Content starts

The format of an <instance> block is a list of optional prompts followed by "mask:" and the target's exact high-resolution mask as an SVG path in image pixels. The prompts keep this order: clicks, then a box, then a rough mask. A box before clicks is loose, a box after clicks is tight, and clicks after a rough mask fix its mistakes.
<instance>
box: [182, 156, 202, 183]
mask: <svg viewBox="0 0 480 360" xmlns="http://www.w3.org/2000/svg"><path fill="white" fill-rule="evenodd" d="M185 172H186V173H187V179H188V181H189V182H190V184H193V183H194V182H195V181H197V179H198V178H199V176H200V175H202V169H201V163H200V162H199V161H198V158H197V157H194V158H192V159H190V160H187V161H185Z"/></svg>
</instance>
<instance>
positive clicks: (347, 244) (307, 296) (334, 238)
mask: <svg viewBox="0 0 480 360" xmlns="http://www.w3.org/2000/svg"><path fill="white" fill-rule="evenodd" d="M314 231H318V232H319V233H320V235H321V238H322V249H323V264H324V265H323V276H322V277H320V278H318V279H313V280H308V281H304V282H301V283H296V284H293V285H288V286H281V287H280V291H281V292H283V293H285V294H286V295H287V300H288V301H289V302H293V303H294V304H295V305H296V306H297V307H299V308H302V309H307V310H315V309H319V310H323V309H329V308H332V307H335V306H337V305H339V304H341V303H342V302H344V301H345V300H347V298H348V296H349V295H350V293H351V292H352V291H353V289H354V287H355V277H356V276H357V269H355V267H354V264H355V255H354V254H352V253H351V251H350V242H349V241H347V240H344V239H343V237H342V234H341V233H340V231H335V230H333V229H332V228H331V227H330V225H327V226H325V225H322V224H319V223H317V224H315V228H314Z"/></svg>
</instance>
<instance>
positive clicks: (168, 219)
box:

Content ends

EXERCISE AIM: All of the records are to be reproduced exactly as they were given.

EXERCISE SOLUTION:
The format of an <instance> block is a list of optional prompts followed by "mask:" and the target's exact high-resolution mask as an SVG path in image pixels. The prompts keep this order: clicks, then a box, then a rough mask. A box before clicks is loose, a box after clicks is tight, and clicks after a rough mask fix its mistakes.
<instance>
box: [182, 156, 202, 183]
mask: <svg viewBox="0 0 480 360" xmlns="http://www.w3.org/2000/svg"><path fill="white" fill-rule="evenodd" d="M185 172H186V173H187V179H188V181H189V182H190V184H193V183H194V182H195V181H197V179H198V178H199V176H200V175H202V169H201V163H200V162H199V161H198V158H197V157H194V158H192V159H190V160H187V161H185Z"/></svg>
</instance>
<instance>
positive clicks: (347, 244) (307, 296) (334, 238)
mask: <svg viewBox="0 0 480 360" xmlns="http://www.w3.org/2000/svg"><path fill="white" fill-rule="evenodd" d="M314 231H318V232H319V233H320V235H321V238H322V249H323V264H324V265H323V276H322V277H320V278H318V279H313V280H308V281H304V282H301V283H296V284H293V285H288V286H281V287H280V291H281V292H283V293H285V294H286V295H287V300H288V301H289V302H293V303H294V304H295V305H296V306H297V307H299V308H302V309H307V310H315V309H319V310H323V309H329V308H332V307H335V306H337V305H339V304H341V303H342V302H344V301H345V300H347V298H348V296H349V295H350V293H351V292H352V291H353V289H354V287H355V277H356V276H357V269H355V267H354V264H355V255H354V254H352V253H351V251H350V242H349V241H347V240H344V239H343V237H342V234H341V233H340V231H335V230H333V229H332V228H331V227H330V225H327V226H325V225H322V224H319V223H317V224H315V228H314Z"/></svg>
</instance>
<instance>
positive clicks: (168, 219)
box:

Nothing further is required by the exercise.